#### EXERCISE MATERIAL ####

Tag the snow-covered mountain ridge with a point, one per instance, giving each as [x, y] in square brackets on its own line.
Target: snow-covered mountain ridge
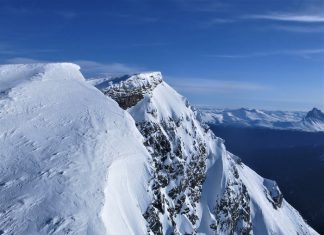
[74, 162]
[68, 155]
[286, 120]
[198, 187]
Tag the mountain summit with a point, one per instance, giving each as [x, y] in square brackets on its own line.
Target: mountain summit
[74, 162]
[197, 185]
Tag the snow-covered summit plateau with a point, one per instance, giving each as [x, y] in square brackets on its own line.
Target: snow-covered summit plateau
[74, 162]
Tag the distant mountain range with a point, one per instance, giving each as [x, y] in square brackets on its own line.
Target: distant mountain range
[293, 120]
[126, 156]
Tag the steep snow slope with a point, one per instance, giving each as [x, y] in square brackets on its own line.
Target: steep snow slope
[311, 121]
[72, 161]
[314, 120]
[197, 186]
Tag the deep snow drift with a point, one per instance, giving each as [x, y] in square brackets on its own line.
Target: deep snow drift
[312, 121]
[74, 162]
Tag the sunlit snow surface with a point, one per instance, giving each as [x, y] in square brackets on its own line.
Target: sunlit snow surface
[69, 156]
[73, 162]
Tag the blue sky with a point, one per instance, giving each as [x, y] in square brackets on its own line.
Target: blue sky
[251, 53]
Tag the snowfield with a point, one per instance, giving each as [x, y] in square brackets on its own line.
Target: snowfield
[74, 162]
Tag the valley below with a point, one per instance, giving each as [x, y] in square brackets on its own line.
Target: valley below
[295, 159]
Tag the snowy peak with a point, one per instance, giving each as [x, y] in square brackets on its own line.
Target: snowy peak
[15, 74]
[129, 90]
[315, 115]
[69, 156]
[198, 187]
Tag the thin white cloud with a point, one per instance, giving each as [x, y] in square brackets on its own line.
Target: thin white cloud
[302, 18]
[203, 86]
[299, 29]
[23, 60]
[305, 53]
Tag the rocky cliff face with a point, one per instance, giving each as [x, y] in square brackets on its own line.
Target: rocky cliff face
[197, 186]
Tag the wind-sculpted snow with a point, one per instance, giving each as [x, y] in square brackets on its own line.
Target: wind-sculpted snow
[72, 161]
[284, 120]
[198, 187]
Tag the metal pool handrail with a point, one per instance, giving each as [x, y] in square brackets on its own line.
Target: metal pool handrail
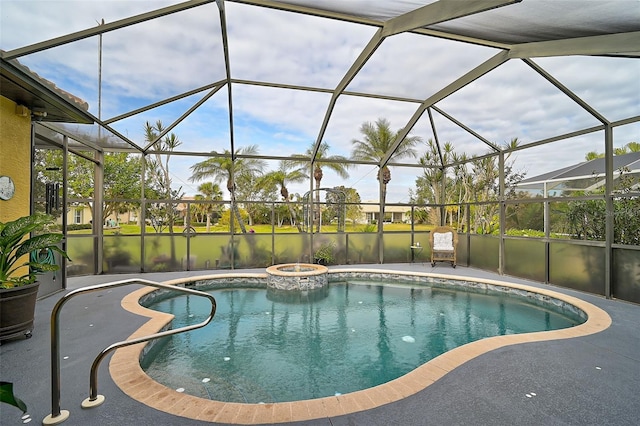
[58, 416]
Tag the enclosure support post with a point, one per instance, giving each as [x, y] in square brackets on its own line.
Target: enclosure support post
[501, 197]
[609, 217]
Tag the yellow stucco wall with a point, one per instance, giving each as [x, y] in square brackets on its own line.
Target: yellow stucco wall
[15, 159]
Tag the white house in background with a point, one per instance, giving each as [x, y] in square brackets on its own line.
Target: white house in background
[393, 214]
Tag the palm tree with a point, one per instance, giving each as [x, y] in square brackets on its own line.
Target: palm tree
[209, 191]
[222, 167]
[322, 159]
[376, 143]
[286, 173]
[159, 173]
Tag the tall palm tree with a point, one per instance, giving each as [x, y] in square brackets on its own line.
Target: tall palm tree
[159, 172]
[377, 141]
[322, 159]
[288, 172]
[210, 191]
[222, 167]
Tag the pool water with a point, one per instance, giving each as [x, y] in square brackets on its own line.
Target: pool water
[261, 349]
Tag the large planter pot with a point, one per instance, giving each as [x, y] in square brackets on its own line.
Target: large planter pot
[17, 309]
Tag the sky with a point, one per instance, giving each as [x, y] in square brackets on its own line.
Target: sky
[151, 61]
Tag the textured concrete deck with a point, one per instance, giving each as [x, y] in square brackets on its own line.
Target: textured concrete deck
[594, 379]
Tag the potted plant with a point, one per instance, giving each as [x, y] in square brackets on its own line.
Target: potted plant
[324, 254]
[21, 260]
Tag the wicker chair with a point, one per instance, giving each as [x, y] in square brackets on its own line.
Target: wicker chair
[443, 241]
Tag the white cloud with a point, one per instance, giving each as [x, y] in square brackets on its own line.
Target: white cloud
[148, 62]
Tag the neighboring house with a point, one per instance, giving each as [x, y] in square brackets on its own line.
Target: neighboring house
[82, 215]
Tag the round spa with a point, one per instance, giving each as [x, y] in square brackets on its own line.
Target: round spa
[297, 276]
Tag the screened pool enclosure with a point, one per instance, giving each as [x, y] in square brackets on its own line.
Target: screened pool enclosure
[240, 134]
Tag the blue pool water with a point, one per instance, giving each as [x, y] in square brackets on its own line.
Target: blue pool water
[263, 346]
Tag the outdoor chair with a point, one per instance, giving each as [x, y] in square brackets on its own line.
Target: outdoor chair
[443, 241]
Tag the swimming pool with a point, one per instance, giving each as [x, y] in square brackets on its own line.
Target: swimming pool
[128, 375]
[267, 346]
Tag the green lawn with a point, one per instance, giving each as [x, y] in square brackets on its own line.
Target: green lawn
[260, 229]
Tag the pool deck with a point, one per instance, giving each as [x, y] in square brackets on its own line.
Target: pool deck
[589, 380]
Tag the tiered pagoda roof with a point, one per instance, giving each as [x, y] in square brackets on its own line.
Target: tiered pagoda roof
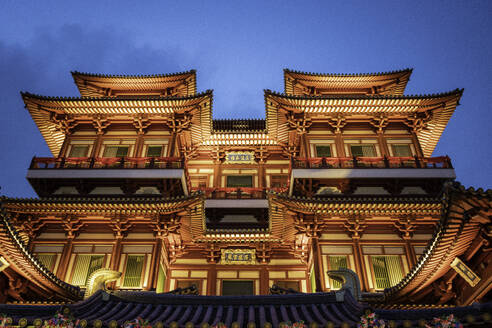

####

▶ WHAT IS REQUIRED
Please print the entire listing again exactly, minus its images.

▶ ANSWER
Tag the snow-covered mountain ridge with a point, one per instance, giving each as [x, y] in square brackets on its own line.
Target: snow-covered mountain ridge
[74, 162]
[68, 155]
[286, 120]
[198, 187]
Tag the mountain summit with a point, one per instance, giving each as [x, y] in square brackets on its own line.
Target: mountain summit
[74, 162]
[197, 185]
Tag the snow-covered summit plateau with a point, one per instance, giving each as [x, y] in square brackets on its own line.
Target: snow-covered summit plateau
[74, 162]
Tag the distant mountain range with a point, one per instance, giving each as [x, y] in square brackets on its own line.
Target: distant mountain range
[293, 120]
[126, 156]
Tag the steep snow slope with a point, one per instance, giving each as [x, y] in square brackets on its own line.
Target: steep snow slope
[311, 121]
[72, 161]
[314, 120]
[197, 186]
Tag the deep snow drift with a point, one per instance, giving each as [x, y] in square brackets on its own line.
Target: deep snow drift
[312, 121]
[74, 162]
Tag the sunlit snow surface with a point, one per instance, giving each as [x, y] in square brackets on its own line.
Target: sunlit snow surface
[69, 156]
[73, 162]
Tag the blue sky with a point, one per instance, giving each as [x, y] in square brackets on its own line.
Target: blue sky
[251, 53]
Tag the snowfield with a point, one per instance, giving each as [x, y] in square brackets on its own line.
Target: snowfield
[74, 162]
Tag the valley below with a point, one per instance, giving each as [x, y] in square brackets on its own line.
Target: valley below
[295, 159]
Tag the snowy peak with a point, one per instance, giving each as [x, y] in square brackets on its own line.
Target: snowy peak
[15, 74]
[129, 90]
[315, 115]
[69, 156]
[198, 187]
Tag the thin white cloud with a point, one per instance, giving each as [x, y] in square brackets on its own line.
Target: thin white cloud
[302, 18]
[203, 86]
[299, 29]
[23, 60]
[305, 53]
Tag the rocky cliff face with a point, one per instance, giving each as [x, y] in square brackets on its own line.
Target: rocky cliff face
[197, 186]
Tag the wind-sculpted snow with a point, one per instance, giving each as [x, y] in square brackets on its own line.
Target: wind-sculpted snow
[72, 161]
[284, 120]
[198, 187]
Tag the metal pool handrail with a point, one per instance, giving each as [x, y] in square brackets on its own line.
Target: metal pool handrail
[58, 416]
Tag the enclosure support post with a point, one per instance, giving each as [x, y] in square brackets on its own line.
Target: enclosure support post
[501, 197]
[609, 217]
Tag the yellow stucco wall with a point, one per instance, giving each as [x, y] in square brackets on its own line.
Target: yellow stucco wall
[15, 159]
Tag the white house in background with a point, one per instance, giving each as [x, y] in square brackets on its own line.
Target: white house in background
[393, 214]
Tag the palm tree with a point, one per instance, giving each as [x, y] in square brackets on its own line.
Target: palm tree
[209, 191]
[222, 167]
[322, 159]
[376, 143]
[286, 173]
[159, 173]
Tag the tall palm tree with a point, one per instance, giving each as [x, y] in square brackets on its own line.
Target: tall palm tree
[159, 172]
[377, 141]
[322, 159]
[288, 172]
[210, 191]
[222, 167]
Tag the pool water with a point, one per instance, giving each as [x, y] in square brackets on its own line.
Target: pool water
[261, 349]
Tag the large planter pot with a point, one per instance, giving each as [x, y] in square brackets on its own line.
Target: large planter pot
[17, 309]
Tag the sky with a point, one per instance, giving each as [x, y] in square brackets on its own line.
Target: sky
[151, 61]
Tag the textured concrete deck with a point, one per instance, giving each as [x, y] in square brackets on its own line.
Target: textured concrete deck
[594, 379]
Tag the potted plant with a point, one per instance, giving each as [x, y] in square brackets on its own line.
Target: potted plant
[324, 254]
[21, 260]
Tag the wicker chair with a point, one per instance, giving each as [x, y] in square brackets on its own line.
Target: wicker chair
[443, 241]
Tag the white cloud with a point, one per instance, giving each as [x, y] in square brackets on its own line.
Target: white cloud
[148, 62]
Tag the neighboring house with a point, one per instance, giving each as [x, y] in square brackets on its own line.
Target: neighboring house
[82, 215]
Tag the round spa with a point, one per instance, giving each as [x, y] in square brackets on its own line.
Target: round spa
[297, 276]
Tag the screened pool enclosure with a point, one per instance, giving each as [x, y] in square brackets on its own line.
Target: screened pool enclosure
[240, 134]
Tag the blue pool water with a point, one per instance, giving each as [x, y] in square brackets on its own line.
Target: blue pool water
[263, 346]
Tag the outdoor chair with a point, one per instance, giving each as [x, y] in square brackets on its own line.
Target: outdoor chair
[443, 241]
Tag the swimming pool with a point, one per instance, giving each as [x, y] in square brackets on its own line.
Target: swimming pool
[128, 375]
[267, 346]
Tag the green lawn with a point, one per instance, giving each as [x, y] in square brackets on its own line.
Target: green lawn
[260, 229]
Tag the pool deck with a point, one per instance, giving each as [x, y] in square brackets on its own line.
Target: pool deck
[589, 380]
Tag the tiered pagoda roof with a point, one per instance, giving each as [x, y] in square brackets on its own line.
Target: tiered pagoda roof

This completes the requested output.